> WHAT IS NEEDED
Please turn the entries into a JSON list of strings, one string per line, with blank lines left out. Include only the part that runs from the first line of the entries through the line containing "[[[28,167],[2,162],[2,184],[6,186],[26,186],[28,184]]]", with both ends included.

> SUPPLIED DATA
— Begin —

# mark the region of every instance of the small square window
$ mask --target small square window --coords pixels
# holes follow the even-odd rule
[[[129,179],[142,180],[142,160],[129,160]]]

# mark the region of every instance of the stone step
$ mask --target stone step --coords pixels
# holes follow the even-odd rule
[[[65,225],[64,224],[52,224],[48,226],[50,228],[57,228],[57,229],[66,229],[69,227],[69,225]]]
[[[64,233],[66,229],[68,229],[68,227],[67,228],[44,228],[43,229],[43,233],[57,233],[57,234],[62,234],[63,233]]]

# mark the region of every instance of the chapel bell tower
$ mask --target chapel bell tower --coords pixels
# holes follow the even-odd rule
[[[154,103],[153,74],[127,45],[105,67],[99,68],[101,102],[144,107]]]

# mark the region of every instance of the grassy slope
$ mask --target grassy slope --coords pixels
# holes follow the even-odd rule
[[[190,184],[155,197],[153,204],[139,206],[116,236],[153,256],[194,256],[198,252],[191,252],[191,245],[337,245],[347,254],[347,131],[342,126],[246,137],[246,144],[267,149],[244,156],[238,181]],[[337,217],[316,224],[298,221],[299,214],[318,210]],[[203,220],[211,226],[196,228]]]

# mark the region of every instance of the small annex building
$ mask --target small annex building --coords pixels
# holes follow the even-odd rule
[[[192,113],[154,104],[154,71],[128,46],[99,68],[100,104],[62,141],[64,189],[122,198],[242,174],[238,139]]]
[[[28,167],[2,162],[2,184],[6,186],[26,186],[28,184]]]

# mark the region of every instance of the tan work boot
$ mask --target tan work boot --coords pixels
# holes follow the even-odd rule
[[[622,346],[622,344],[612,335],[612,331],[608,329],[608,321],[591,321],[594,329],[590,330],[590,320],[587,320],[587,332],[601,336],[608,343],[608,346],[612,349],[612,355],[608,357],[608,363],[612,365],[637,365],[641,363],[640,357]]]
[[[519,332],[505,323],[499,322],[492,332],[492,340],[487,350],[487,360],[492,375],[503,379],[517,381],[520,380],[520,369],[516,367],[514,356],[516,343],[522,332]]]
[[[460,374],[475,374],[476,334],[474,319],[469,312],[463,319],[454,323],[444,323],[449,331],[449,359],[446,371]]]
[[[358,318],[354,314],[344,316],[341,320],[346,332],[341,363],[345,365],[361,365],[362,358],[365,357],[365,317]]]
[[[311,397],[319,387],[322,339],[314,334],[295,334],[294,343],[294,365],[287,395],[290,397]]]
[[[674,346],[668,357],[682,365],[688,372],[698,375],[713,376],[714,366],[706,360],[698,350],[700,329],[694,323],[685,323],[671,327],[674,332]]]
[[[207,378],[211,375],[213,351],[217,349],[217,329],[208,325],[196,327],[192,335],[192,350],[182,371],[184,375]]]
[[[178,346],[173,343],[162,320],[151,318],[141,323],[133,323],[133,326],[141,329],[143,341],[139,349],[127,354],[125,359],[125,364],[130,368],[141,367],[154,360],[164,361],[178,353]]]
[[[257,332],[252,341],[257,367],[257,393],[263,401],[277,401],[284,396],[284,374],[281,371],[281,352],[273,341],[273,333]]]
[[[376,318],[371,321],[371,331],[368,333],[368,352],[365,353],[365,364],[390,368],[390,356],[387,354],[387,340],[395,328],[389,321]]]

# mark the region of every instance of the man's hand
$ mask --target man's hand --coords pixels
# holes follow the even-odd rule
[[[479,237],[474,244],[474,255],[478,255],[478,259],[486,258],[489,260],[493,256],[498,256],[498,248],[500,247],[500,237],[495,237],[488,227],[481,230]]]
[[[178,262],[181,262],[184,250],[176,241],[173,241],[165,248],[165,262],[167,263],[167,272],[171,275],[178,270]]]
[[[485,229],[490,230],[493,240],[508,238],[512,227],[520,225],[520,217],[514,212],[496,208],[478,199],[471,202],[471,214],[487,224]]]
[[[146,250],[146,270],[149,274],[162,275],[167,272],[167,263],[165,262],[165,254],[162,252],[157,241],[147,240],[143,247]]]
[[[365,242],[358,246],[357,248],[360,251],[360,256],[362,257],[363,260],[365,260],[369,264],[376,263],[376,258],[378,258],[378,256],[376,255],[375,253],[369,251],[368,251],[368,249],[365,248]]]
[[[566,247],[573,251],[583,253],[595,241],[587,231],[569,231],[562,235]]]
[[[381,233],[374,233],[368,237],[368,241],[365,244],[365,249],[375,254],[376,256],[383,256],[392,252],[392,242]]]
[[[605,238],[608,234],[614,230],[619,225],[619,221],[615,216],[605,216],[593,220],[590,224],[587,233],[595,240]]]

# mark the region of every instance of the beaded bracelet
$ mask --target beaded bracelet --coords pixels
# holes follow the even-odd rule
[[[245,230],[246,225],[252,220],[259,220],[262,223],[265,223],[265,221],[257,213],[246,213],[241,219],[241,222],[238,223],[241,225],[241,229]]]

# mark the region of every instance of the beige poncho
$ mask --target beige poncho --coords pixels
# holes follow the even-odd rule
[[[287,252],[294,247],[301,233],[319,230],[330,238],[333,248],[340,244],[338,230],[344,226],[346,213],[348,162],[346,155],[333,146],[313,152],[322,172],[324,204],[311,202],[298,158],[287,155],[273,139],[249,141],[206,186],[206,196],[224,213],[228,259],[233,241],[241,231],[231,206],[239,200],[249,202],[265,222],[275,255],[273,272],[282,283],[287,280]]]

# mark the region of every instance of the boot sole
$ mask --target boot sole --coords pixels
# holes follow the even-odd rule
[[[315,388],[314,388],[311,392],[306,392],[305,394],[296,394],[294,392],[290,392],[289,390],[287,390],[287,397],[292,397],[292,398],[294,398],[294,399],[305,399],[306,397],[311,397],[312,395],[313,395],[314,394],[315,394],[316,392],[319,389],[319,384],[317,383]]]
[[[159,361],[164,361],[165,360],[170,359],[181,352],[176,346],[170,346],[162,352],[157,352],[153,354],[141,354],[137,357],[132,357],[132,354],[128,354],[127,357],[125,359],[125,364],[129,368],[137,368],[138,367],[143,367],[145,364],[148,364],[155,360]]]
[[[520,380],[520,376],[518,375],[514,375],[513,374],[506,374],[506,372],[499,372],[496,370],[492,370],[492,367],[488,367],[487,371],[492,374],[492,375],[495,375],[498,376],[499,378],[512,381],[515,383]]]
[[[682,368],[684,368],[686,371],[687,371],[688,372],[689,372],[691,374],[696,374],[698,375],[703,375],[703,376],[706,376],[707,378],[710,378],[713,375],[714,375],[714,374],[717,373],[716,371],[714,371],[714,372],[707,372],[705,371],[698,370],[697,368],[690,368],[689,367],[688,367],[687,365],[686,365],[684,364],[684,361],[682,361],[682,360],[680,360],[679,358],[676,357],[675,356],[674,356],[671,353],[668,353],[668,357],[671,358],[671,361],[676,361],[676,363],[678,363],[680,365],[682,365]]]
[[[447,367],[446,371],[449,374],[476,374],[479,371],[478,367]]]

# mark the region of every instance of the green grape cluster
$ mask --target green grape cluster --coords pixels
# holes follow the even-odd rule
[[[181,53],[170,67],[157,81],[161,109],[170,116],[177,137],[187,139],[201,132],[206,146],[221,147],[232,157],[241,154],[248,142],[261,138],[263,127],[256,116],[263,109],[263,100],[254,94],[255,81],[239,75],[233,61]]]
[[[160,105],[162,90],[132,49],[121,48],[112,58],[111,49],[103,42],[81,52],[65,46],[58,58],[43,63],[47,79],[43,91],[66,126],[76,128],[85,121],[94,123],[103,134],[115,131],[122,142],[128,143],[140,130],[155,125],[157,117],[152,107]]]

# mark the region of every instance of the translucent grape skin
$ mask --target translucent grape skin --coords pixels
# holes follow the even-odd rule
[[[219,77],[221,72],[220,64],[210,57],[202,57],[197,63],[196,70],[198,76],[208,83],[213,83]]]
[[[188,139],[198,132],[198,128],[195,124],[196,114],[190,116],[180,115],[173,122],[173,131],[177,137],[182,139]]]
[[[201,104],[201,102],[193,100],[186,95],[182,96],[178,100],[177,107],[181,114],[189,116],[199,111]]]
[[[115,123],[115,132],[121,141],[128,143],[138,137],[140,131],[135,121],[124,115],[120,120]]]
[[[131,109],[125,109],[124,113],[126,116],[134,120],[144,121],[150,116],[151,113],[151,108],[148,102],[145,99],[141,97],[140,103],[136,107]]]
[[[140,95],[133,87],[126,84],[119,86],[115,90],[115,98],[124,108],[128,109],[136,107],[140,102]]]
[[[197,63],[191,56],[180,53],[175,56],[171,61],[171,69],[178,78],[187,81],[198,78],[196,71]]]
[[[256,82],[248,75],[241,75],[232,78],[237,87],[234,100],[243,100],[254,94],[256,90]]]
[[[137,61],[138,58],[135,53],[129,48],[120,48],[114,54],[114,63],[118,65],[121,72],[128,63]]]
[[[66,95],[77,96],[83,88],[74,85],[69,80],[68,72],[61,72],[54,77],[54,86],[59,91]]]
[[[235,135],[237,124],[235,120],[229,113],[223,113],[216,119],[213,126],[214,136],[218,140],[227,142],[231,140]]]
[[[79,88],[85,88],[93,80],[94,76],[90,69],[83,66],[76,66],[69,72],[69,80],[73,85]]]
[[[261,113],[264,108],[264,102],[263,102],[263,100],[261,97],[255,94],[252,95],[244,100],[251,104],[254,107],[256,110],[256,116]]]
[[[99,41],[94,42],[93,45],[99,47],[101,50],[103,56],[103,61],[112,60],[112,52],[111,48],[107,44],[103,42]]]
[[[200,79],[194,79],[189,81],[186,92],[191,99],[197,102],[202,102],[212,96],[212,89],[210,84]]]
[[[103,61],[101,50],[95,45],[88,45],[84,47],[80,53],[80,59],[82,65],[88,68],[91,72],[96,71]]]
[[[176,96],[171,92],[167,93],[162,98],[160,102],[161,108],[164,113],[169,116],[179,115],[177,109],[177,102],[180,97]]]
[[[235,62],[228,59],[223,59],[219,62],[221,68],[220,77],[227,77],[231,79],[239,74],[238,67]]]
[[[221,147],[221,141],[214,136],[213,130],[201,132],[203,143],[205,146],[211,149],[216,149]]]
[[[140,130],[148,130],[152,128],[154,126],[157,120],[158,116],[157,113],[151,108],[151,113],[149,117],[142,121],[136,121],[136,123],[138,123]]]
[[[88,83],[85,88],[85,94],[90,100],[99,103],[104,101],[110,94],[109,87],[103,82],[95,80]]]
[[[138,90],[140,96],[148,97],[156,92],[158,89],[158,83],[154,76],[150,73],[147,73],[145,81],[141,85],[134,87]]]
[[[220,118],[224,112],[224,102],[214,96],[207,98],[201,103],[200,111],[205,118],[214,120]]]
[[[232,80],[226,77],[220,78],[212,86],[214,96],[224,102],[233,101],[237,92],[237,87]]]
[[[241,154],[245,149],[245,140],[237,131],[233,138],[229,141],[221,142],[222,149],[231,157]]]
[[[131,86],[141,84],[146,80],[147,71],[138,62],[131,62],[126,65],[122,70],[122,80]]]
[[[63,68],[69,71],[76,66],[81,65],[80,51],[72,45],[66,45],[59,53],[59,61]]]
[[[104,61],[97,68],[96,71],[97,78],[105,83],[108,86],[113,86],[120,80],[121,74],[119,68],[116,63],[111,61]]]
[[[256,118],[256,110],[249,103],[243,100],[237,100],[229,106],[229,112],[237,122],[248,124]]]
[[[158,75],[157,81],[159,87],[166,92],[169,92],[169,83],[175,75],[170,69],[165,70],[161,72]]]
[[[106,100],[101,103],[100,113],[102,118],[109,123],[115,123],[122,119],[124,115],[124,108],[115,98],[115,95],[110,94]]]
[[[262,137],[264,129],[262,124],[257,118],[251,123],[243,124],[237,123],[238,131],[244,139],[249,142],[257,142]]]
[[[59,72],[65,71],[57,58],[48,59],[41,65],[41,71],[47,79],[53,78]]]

— End —

> PROBLEM SOLUTION
[
  "# mark the region of every instance of the small square window",
  "$ mask --target small square window --coords pixels",
  "# holes follow the even-odd rule",
  "[[[129,179],[142,180],[142,160],[129,160]]]",
  "# mark the region of every instance of the stone step",
  "$ mask --target stone step --coords pixels",
  "# holes follow the even-odd rule",
  "[[[65,225],[64,224],[52,224],[48,226],[50,228],[57,228],[57,229],[66,229],[69,227],[69,225]]]",
  "[[[64,233],[66,229],[68,229],[68,227],[67,228],[44,228],[43,229],[43,233],[57,233],[57,234],[62,234],[63,233]]]",
  "# mark the region of every instance of the chapel bell tower",
  "$ mask --target chapel bell tower --coords pixels",
  "# holes follow the even-odd rule",
  "[[[154,103],[153,74],[127,45],[105,67],[99,68],[101,102],[144,107]]]",
  "# mark the region of every instance of the grassy slope",
  "$ mask --target grassy slope --coords pixels",
  "# holes follow the even-odd rule",
  "[[[190,184],[155,197],[153,204],[139,206],[116,236],[153,256],[194,256],[198,252],[191,252],[191,245],[337,245],[347,254],[347,131],[342,126],[246,137],[246,144],[267,149],[244,156],[238,181]],[[337,217],[316,224],[298,221],[299,214],[318,210]],[[203,220],[211,226],[196,228]]]",
  "# mark the region of every instance of the small annex building",
  "$ mask --target small annex building --coords pixels",
  "# holes follow the even-odd rule",
  "[[[192,113],[154,104],[154,71],[128,46],[99,68],[100,104],[62,141],[64,189],[122,198],[242,174],[238,139]]]",
  "[[[28,167],[2,162],[2,184],[6,186],[26,186],[28,184]]]"
]